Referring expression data
☆ ☆ ☆ ☆

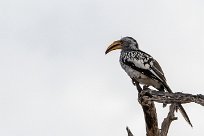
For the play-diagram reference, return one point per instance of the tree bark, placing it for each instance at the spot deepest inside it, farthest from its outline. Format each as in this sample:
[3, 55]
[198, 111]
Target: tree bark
[147, 97]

☆ ☆ ☆ ☆

Every entry must be transcribed exactly. Pictures do not belong in the copy.

For the play-diagram reference, return one point per instance of the tree bark, placing it for each instance at the spot deepest inside it, farthest from its outline. Format each as in this sample:
[3, 55]
[198, 111]
Target: tree bark
[147, 97]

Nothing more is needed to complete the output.